*** Records shown ***

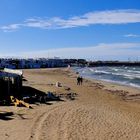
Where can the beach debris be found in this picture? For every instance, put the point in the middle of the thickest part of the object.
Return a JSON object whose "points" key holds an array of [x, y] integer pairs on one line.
{"points": [[58, 84]]}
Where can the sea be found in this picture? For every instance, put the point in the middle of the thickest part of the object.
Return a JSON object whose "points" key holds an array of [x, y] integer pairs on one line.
{"points": [[123, 75]]}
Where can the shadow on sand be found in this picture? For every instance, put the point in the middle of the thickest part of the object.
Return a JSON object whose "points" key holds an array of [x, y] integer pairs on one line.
{"points": [[32, 95], [6, 116]]}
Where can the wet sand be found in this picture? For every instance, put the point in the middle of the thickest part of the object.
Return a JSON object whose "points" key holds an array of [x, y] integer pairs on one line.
{"points": [[99, 110]]}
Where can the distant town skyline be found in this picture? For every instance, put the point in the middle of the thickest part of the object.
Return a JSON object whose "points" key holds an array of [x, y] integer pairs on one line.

*** End of Records shown ***

**Exercise instructions**
Say how many lines of the entries above include the string "Where", giving the number and nothing else.

**Result for this exercise**
5